● **Short task**: Reproduce the listing below verbatim, line for line.

● **Record list**:
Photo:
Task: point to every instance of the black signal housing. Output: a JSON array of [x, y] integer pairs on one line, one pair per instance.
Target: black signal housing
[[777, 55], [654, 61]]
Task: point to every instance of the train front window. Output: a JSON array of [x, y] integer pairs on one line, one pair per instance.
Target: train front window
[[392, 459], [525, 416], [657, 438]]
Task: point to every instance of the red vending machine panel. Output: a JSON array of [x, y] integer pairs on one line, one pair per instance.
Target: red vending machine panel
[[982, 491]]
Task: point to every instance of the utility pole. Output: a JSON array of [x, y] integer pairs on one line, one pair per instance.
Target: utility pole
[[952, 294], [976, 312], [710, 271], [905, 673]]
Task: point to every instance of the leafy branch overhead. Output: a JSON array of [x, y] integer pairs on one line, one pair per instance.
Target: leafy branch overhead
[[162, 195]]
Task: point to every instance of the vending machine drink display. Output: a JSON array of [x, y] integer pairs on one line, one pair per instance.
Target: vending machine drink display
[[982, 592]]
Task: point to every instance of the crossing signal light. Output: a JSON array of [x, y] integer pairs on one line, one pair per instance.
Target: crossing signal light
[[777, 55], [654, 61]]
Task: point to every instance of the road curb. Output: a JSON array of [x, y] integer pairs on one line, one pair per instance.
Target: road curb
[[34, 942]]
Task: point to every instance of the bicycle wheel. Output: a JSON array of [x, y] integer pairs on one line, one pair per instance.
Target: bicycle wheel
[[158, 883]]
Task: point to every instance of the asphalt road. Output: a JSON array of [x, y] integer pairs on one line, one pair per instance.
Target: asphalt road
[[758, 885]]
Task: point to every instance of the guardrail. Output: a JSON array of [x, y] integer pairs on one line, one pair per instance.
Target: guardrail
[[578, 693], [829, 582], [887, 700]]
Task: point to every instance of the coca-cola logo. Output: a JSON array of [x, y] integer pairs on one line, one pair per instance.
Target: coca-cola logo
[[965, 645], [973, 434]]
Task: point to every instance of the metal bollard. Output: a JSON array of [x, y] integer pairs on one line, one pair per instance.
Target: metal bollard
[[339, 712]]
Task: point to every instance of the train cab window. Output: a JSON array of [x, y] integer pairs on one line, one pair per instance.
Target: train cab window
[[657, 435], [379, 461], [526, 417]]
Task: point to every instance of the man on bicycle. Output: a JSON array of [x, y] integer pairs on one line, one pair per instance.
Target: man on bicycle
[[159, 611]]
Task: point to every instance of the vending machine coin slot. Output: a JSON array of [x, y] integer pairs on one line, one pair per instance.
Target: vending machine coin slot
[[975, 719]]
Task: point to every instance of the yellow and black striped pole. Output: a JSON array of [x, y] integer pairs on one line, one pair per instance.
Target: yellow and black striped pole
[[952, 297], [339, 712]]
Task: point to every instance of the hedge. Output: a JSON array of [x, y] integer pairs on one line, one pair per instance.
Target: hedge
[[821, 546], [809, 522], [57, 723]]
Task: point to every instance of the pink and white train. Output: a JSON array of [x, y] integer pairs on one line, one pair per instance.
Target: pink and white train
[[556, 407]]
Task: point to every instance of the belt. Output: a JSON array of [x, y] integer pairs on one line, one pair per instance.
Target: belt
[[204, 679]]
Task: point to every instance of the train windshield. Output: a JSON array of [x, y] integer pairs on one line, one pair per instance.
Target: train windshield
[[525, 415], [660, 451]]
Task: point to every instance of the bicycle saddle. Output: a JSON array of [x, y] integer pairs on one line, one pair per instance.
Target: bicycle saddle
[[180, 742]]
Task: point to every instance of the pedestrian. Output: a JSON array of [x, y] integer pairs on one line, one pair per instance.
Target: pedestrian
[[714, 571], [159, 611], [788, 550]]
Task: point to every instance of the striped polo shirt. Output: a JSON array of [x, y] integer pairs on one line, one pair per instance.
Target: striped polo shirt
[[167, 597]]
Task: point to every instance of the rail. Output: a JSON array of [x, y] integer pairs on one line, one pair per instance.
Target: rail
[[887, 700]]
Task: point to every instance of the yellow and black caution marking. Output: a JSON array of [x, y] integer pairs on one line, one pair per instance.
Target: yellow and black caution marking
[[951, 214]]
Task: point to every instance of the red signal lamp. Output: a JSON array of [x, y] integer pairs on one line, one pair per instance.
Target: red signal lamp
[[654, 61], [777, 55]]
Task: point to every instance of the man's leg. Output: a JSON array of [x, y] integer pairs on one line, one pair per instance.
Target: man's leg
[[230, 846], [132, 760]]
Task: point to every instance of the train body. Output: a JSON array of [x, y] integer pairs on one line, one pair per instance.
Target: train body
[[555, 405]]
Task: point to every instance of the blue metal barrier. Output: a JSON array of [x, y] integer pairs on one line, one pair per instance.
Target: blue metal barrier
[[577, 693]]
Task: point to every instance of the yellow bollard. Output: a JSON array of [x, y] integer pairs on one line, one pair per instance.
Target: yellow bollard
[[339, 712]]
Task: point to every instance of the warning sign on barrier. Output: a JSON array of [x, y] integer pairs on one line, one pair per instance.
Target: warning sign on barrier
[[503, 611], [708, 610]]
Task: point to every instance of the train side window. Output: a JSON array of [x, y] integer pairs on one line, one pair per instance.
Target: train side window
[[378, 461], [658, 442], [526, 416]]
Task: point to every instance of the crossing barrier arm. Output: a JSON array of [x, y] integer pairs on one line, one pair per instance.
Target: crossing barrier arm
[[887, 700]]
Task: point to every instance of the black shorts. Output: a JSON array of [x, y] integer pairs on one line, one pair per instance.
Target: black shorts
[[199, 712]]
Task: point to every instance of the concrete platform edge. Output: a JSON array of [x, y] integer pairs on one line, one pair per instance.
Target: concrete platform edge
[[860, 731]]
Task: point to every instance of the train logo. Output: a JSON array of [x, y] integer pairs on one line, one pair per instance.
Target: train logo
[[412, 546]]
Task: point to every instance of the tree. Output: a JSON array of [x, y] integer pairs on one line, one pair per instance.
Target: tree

● **Solution**:
Photo:
Task: point to every instance of the black signal housing. Output: a JSON array of [x, y] integer pairs on one line, one pair per instance.
Target: black signal housing
[[777, 55], [654, 61]]
Task: point to every instance of the train front window. Output: a JSON array of [x, y] integer pairs on one line, one pair per instance.
Target: train front window
[[392, 459], [525, 416], [657, 438]]
Task: point to every instance of the red vending machine panel. Output: a JSON array of [x, y] integer pairs on one line, one pair per instance.
Target: red vending machine panel
[[982, 491]]
Task: point to every instance of the utility pole. Output: a JSON array of [x, y] integer pairs on one line, one pair per instance.
Target: utility pole
[[952, 294], [976, 312], [710, 271], [905, 673]]
Task: point to every instance of the leafy branch overhead. Output: a JSON array of [x, y] integer pairs on one line, one pair per instance.
Target: leafy branch overhead
[[162, 195]]
Task: point to every instance of the vending machine drink display. Output: a JSON array of [x, y] integer pairs on one line, one pair per instance.
Target: vending machine drink display
[[982, 592]]
Task: point to every instance of the crossing signal light. Output: a JSON array of [x, y] integer pairs on one line, one pair per instance.
Target: crossing signal light
[[777, 55], [654, 61]]
Task: point to every instance of the road curb. Output: a JSON array of [x, y] integer pairs on one line, one pair per instance.
Target: road curb
[[34, 942]]
Task: point to every instance of the bicycle wheel. Output: a JSON array of [x, y] integer pairs on one line, one pair per instance.
Target: bicycle wheel
[[158, 883]]
Task: point to every instance of the asphalt road. Output: a JSON array of [x, y] integer pairs on one line, one pair per instance.
Target: asphalt road
[[758, 885]]
Task: point to every instance of the guardrail. Output: a JSON array of [x, y] integer pairs on one line, one pair per instance.
Target: guardrail
[[578, 693], [829, 582], [887, 700]]
Task: point to every instance of the coca-cola logo. Output: a JSON array of [x, y] integer pairs on one line, one pair per instance.
Target: coca-cola logo
[[965, 645], [973, 434]]
Task: point to every instance of the metal bollard. Output: a JSON array of [x, y] integer pairs on one line, one pair per instance.
Target: metal bollard
[[339, 712]]
Task: point to every instance of the train cab window. Output: a JSON array of [x, y] integer pairs on one line, one pair per instance.
Target: train cab window
[[657, 435], [379, 461], [526, 417]]
Task: point to every instance of the man on bicycle. Output: a JSON array of [x, y] integer pairs on one line, one pair per instance.
Target: man on bicycle
[[159, 611]]
Task: point to every instance of the vending machine coin slot. Output: a JSON array of [x, y] integer pairs on one line, one pair per instance.
Target: vending machine coin slot
[[975, 719]]
Task: point to every instance of the yellow and black striped pole. Output: a JSON array of [x, y] integer pairs on one line, one pair per instance.
Target: yellow and black striped pole
[[952, 297], [339, 712]]
Task: point to every instance of the hedge. Output: a JSON array of [x, y] integer pairs on one line, one pair per instance.
Target: hedge
[[821, 546], [809, 522], [57, 723]]
Task: point to every instance of the pink and white train. Output: a JSON array of [x, y] integer pairs on one line, one pair per instance.
Target: pink and white train
[[556, 407]]
Task: point to every instance of the belt. Output: a JSON array of [x, y] integer pairs on one line, one pair per instance.
Target: belt
[[204, 679]]
Task: point to every instance of the train windshield. Output: a JSON array of [x, y] integer pairs on one line, one pair per instance.
Target: train windshield
[[525, 415], [660, 451]]
Task: point to every instance of the bicycle saddle. Output: a JSON array of [x, y] integer pairs on one line, one pair per instance.
Target: bicycle saddle
[[180, 742]]
Task: point to every instance of the pedestrian. Output: a JSON array of [x, y] integer pairs on one line, one pair per instance.
Target: pedestrian
[[714, 571], [159, 611], [788, 550]]
Task: point to every instance of the striped polo shirt. Output: a JSON array of [x, y] integer pairs on one line, one pair per instance.
Target: striped polo shirt
[[167, 597]]
Task: point to every instance of the rail. Output: a JSON array of [x, y] integer pairs on one line, one pair per instance.
Target: rail
[[887, 700]]
Task: point to every instance of the yellow and black caution marking. Output: a JSON array of [x, y] integer pairs on one line, one pair per instance.
Target: yellow and black caution marking
[[951, 214]]
Task: point to every instance of the red signal lamp. Output: a JSON array of [x, y] integer pairs on one line, one pair per instance.
Target: red signal lamp
[[654, 61], [777, 55]]
Task: point to every instance of the man's leg. Output: a JSON array of [x, y] integer pairs on one line, one pair per instance.
Target: man's leg
[[230, 846], [132, 760]]
Task: point to every instance of the train body. Output: a JSON array of [x, y] integer pairs on one line, one pair per instance.
Target: train body
[[555, 405]]
Task: point to every instance of the blue metal barrier. Output: a JSON array of [x, y] integer pairs on one line, one pair per instance.
Target: blue metal barrier
[[577, 693]]
Task: point to every instance of the yellow bollard. Output: a JSON array of [x, y] integer pairs on one line, one pair per instance.
Target: yellow bollard
[[339, 712]]
Task: point to every instance of the warning sign on barrier. Output: a JSON array of [x, y] integer pairs on one line, one pair per instance.
Target: warning sign on barrier
[[503, 611], [708, 610]]
Task: point to every instance of the train side window. Output: a JSON array of [x, y] integer pairs on one line, one pair per instance.
Target: train side window
[[378, 461], [658, 442], [526, 416]]
Task: point to every instance of the crossing barrier arm. Output: a JSON array of [x, y] integer pairs on one line, one pair per instance.
Target: crossing barrier arm
[[887, 700]]
Task: point to every instance of the black shorts. Output: a JSON array of [x, y] integer pairs on one line, one pair per instance.
Target: black shorts
[[199, 712]]
Task: point to every instance of the concrete platform edge. Output: a JSON array of [x, y] integer pairs on one line, one pair per instance.
Target: concrete platform edge
[[860, 731]]
Task: point to every instance of the train logo. Output: a JSON array of [x, y] integer pairs on one line, one pair per instance.
Target: train logo
[[412, 546]]
Task: point to every instance of the tree. Output: a JSON array of [x, y] integer pairs on one line, one pair per instance.
Target: tree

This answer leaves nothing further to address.